**Directions for this task:**
Can you transcribe every record below exactly as it appears?

**Record extracts:**
※
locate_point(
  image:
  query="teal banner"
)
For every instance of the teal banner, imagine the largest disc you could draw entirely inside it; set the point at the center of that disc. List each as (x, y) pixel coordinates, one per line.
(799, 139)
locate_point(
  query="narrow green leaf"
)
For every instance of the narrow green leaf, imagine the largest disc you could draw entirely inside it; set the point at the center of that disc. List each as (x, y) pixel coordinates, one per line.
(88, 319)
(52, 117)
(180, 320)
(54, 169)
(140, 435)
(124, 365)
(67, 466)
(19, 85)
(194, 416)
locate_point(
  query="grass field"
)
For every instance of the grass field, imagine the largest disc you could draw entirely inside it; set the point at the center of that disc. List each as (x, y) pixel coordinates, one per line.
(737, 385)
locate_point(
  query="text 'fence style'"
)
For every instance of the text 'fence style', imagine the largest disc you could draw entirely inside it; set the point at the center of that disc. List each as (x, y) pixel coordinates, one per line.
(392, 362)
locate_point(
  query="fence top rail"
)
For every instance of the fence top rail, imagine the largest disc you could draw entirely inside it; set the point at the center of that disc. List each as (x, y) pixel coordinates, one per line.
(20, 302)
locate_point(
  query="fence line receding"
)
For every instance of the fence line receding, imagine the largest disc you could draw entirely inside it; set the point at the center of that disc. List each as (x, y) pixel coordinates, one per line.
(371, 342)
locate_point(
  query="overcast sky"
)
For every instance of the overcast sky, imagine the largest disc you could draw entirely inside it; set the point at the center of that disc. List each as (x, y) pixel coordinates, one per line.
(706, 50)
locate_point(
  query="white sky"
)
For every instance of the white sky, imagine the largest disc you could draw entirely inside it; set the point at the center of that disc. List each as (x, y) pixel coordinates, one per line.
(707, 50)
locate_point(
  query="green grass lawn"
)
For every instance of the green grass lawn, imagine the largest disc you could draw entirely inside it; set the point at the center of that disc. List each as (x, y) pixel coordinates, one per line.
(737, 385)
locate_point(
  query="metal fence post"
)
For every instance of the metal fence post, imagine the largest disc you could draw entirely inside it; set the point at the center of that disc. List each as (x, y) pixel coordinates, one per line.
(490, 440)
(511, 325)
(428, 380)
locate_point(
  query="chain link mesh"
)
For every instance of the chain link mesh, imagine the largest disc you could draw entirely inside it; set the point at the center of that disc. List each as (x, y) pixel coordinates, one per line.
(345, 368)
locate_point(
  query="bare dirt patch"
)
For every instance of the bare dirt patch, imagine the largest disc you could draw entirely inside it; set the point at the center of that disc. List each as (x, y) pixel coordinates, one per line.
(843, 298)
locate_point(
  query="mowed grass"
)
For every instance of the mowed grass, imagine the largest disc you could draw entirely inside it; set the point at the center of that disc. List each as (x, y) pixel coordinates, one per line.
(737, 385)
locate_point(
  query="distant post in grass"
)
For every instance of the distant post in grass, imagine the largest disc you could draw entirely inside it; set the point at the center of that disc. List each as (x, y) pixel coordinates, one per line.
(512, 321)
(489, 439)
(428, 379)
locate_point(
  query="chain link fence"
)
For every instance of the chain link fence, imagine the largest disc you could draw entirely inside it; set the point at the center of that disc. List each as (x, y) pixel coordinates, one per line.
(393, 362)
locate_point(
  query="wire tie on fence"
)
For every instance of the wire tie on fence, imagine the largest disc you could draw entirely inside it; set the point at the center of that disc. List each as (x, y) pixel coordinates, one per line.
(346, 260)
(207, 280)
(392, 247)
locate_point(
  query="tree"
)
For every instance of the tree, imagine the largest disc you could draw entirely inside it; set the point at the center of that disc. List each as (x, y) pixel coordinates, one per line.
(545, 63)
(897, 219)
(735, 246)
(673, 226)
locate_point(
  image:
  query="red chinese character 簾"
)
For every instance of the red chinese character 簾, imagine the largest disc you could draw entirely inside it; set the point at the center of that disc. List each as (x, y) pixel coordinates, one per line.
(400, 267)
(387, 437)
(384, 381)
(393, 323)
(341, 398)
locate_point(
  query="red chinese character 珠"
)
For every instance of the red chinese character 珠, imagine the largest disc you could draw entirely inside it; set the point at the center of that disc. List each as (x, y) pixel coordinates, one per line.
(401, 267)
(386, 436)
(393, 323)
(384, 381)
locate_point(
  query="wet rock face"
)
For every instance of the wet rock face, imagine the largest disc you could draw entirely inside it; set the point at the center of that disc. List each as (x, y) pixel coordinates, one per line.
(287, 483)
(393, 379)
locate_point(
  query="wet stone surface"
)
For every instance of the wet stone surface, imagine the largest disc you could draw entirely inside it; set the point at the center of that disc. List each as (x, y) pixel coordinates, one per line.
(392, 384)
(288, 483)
※
**Answer in full:**
locate_point(
  image:
  query="teal banner"
)
For every instance of the teal banner, imagine the largest disc you could draw entirely inside it; set the point at the center of that disc. List each as (x, y) pixel coordinates, one per line.
(799, 139)
locate_point(
  query="narrow green leaf"
)
For every instance of the narrow green leaf, imagine the largest disc you could draw entirely inside it; set the point at the center of that disc. List each as (x, y) pixel coordinates, one per line.
(88, 319)
(52, 117)
(180, 320)
(54, 169)
(140, 435)
(124, 365)
(67, 466)
(19, 85)
(194, 416)
locate_point(
  query="grass field"
)
For every instance of the grass field, imagine the largest disc you could draw entirely inside it; set the point at the center of that disc. List each as (x, y) pixel coordinates, one per line.
(737, 385)
locate_point(
  query="text 'fence style'"
)
For every instance of the text 'fence style', imagine the largest disc you could draw entirely inside it; set the point at the center of that disc. List each as (x, y) pixel coordinates, one per line.
(392, 362)
locate_point(
  query="fence top rail"
)
For every instance of the fence top rail, imagine the largest disc you could draw entirely inside it; set the point at the center of that disc. List each as (x, y) pixel coordinates, one per line.
(20, 302)
locate_point(
  query="fence line receding"
)
For every instance of the fence line receding, imagine the largest disc you could draw entirely inside it; set the point at the center of that disc. List each as (x, y) pixel coordinates, one per line.
(371, 342)
locate_point(
  query="overcast sky"
)
For every instance of the overcast sky, imagine the largest disc you could draw entirely inside it; set the point at the center of that disc. List each as (x, y) pixel coordinates, one per line.
(706, 50)
locate_point(
  query="white sky"
)
For every instance of the white sky, imagine the largest disc you could draw entirely inside it; set the point at the center of that disc. List each as (x, y) pixel coordinates, one per line.
(707, 50)
locate_point(
  query="green grass lawn"
)
For every instance of the green grass lawn, imagine the largest disc you could draw entirely inside it; set the point at the center of that disc. List each as (x, y) pixel coordinates, one per line.
(737, 385)
locate_point(
  query="metal fence post"
)
For every instance of the metal fence post, imagine the largest disc you could draw entirely inside it; set the point at the center of that disc. List each as (x, y) pixel coordinates, one per line.
(490, 440)
(511, 325)
(428, 380)
locate_point(
  query="chain link mesh"
)
For every instance of the chain link mesh, imagine the largest disc you could draw entirely inside it; set the point at the center of that disc. List each as (x, y) pixel coordinates, one per line.
(345, 368)
locate_point(
  query="bare dirt patch"
)
For every instance of the bare dirt patch, imagine the largest disc you could draw entirely inside it; set the point at the center of that disc. List each as (x, y) pixel coordinates, one per line.
(843, 298)
locate_point(
  query="mowed grass"
)
For every instance of the mowed grass, imagine the largest disc you could draw entirely inside it; set the point at the center of that disc. List each as (x, y) pixel coordinates, one per line.
(737, 385)
locate_point(
  query="distant post in grass"
)
For every instance of the distant post in grass, imagine the largest disc you could draw entirely inside it; set the point at the center of that disc. List each as (x, y) pixel coordinates, one per line.
(512, 321)
(489, 439)
(428, 379)
locate_point(
  query="chain link fence"
)
For every instance of the chain link fence, imagine the largest disc you could draw entirely inside it; set the point at the center of that disc. List each as (x, y) pixel coordinates, one per line.
(393, 362)
locate_point(
  query="wire tie on fence"
)
For every instance of the wire tie on fence, imagine the largest disc you could draw entirely inside it; set the point at the center of that disc. List each as (x, y) pixel coordinates, one per line.
(346, 260)
(207, 280)
(392, 247)
locate_point(
  query="tree"
)
For every instance of the tree, imagine the largest disc you could draw entirely inside it; set the point at the center of that disc. List each as (x, y) pixel coordinates, one per line.
(545, 63)
(897, 219)
(735, 246)
(673, 226)
locate_point(
  image:
  query="red chinese character 簾"
)
For every instance of the red chinese character 簾, imagine the largest disc you could draw entirely inside it; set the point at the center of that disc. List each as (x, y) pixel coordinates, one per line.
(400, 267)
(387, 437)
(384, 381)
(393, 323)
(341, 398)
locate_point(
  query="red chinese character 珠"
)
For every instance of the red chinese character 珠, imagine the largest disc you could draw entirely inside it; set the point at the center of that disc. List each as (x, y) pixel coordinates, one per line.
(401, 267)
(386, 436)
(393, 323)
(384, 381)
locate_point(
  query="wet rock face"
)
For every instance of the wet rock face, imagine the largest disc you could draw entirely inside it; set the point at the center of that disc. List each as (x, y) pixel coordinates, one per line.
(287, 483)
(393, 379)
locate_point(
  query="wet stone surface"
)
For every instance of the wet stone surface, imagine the largest disc you could draw entirely inside it; set the point at the center of that disc. List each as (x, y) pixel coordinates, one per line.
(392, 384)
(288, 483)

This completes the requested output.